Dataset entries:
begin

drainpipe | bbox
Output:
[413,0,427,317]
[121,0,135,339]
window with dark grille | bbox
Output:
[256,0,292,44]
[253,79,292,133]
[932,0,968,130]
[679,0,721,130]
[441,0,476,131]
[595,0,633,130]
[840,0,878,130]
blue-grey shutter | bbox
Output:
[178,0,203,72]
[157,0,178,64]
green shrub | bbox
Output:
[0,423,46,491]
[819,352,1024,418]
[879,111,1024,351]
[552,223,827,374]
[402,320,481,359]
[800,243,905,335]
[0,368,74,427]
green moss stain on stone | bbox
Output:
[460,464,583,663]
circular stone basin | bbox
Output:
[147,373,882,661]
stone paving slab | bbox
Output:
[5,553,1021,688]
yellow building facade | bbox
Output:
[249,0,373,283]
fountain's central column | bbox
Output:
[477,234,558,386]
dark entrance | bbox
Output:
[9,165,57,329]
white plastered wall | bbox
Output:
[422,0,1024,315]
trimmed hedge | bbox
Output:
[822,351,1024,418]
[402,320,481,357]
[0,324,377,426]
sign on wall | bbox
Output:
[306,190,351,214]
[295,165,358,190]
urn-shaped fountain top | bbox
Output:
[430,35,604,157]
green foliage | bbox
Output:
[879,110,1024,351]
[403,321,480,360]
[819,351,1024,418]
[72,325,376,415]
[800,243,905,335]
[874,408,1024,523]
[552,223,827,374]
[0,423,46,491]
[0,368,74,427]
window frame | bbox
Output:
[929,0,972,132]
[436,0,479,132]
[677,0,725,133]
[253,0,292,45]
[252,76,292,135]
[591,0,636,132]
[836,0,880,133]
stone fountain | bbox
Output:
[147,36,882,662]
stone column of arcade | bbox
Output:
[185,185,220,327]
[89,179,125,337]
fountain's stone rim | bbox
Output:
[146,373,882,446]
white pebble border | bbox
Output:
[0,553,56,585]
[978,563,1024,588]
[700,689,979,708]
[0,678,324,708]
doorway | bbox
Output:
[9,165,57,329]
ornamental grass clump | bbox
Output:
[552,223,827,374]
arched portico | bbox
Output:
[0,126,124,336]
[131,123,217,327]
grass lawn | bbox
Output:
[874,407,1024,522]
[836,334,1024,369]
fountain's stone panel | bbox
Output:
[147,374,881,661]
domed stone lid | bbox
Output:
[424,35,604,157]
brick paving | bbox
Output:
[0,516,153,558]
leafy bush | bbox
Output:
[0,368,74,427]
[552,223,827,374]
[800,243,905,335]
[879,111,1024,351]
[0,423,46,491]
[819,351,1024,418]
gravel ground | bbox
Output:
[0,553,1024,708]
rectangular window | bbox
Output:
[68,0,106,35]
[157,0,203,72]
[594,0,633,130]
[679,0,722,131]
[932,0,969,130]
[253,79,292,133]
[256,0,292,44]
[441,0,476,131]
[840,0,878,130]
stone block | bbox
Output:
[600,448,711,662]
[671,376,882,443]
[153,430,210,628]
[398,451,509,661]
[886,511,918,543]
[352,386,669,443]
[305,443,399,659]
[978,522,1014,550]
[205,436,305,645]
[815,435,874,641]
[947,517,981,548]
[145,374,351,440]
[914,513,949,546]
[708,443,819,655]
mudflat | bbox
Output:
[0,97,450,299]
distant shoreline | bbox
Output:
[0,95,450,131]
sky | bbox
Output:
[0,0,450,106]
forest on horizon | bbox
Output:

end

• _Given request_
Write out every line of the listing above, changing nothing.

• _Task answer_
drainpipe | bbox
Output:
[413,0,427,317]
[121,0,135,339]
window with dark grille | bbox
Output:
[256,0,292,44]
[253,79,292,133]
[932,0,968,130]
[679,0,721,130]
[441,0,476,131]
[595,0,633,130]
[840,0,878,130]
blue-grey shutter | bbox
Output:
[178,0,203,72]
[157,0,178,64]
green shrub | bbox
Output:
[0,423,46,491]
[819,352,1024,418]
[879,111,1024,351]
[552,223,827,374]
[402,320,481,359]
[800,243,905,335]
[0,368,74,427]
green moss stain on stone | bbox
Output:
[460,464,583,663]
circular stone basin | bbox
Output:
[147,373,882,661]
stone paving slab | bbox
Output:
[5,553,1021,688]
yellow building facade | bbox
Output:
[249,0,373,283]
fountain's central column | bbox
Output:
[477,234,558,386]
dark entrance | bbox
Output:
[9,165,57,329]
white plastered wall | bbox
Output:
[422,0,1024,315]
trimmed hedge | bbox
Output:
[822,351,1024,418]
[402,320,481,357]
[0,324,377,426]
sign on wall | bbox
Output:
[306,190,351,214]
[295,165,358,190]
urn-shaped fountain top | bbox
Output:
[430,35,604,157]
green foliage | bbox
Output:
[879,110,1024,351]
[403,321,480,360]
[819,351,1024,418]
[72,325,376,415]
[800,243,905,335]
[874,408,1024,523]
[552,223,827,374]
[0,423,46,491]
[0,368,74,427]
window frame | bbox
Output:
[929,0,972,132]
[436,0,479,132]
[677,0,725,133]
[253,0,292,45]
[252,76,292,135]
[591,0,636,132]
[836,0,880,133]
stone fountain | bbox
Output:
[147,36,882,662]
stone column of arcade | bbox
Output:
[185,185,220,327]
[89,179,125,337]
fountain's stone rim | bbox
Output:
[146,373,882,446]
white pebble border | bbox
Output:
[0,553,56,585]
[978,563,1024,588]
[700,689,979,708]
[0,678,324,708]
doorway | bbox
Output:
[9,165,57,329]
ornamental grass clump | bbox
Output:
[552,223,827,374]
arched portico | bbox
Output:
[0,126,124,336]
[131,123,217,327]
grass lawn | bbox
Output:
[874,407,1024,522]
[836,334,1024,369]
fountain's stone panel | bbox
Output:
[147,374,881,661]
domed stone lid | bbox
Output:
[424,35,604,157]
brick paving | bbox
Output:
[0,516,153,558]
leafy bush | bbox
Output:
[0,368,74,427]
[552,223,827,374]
[800,243,905,335]
[879,111,1024,351]
[0,423,46,491]
[819,351,1024,418]
gravel ground | bbox
Output:
[0,553,1024,708]
rectangular window | bbox
Output:
[68,0,106,35]
[157,0,203,72]
[594,0,633,130]
[679,0,722,131]
[932,0,969,130]
[253,79,292,133]
[256,0,292,44]
[441,0,476,131]
[840,0,878,130]
stone block | bbox
Output:
[600,448,711,662]
[671,376,882,443]
[153,430,210,628]
[398,451,509,661]
[886,511,918,543]
[352,386,669,443]
[305,443,399,659]
[978,522,1014,550]
[205,436,305,645]
[815,435,874,641]
[947,517,981,548]
[145,374,351,440]
[914,513,949,546]
[708,443,819,655]
mudflat | bbox
Output:
[0,97,450,299]
distant shoreline | bbox
Output:
[0,95,450,131]
sky | bbox
Output:
[0,0,450,106]
forest on horizon | bbox
Output:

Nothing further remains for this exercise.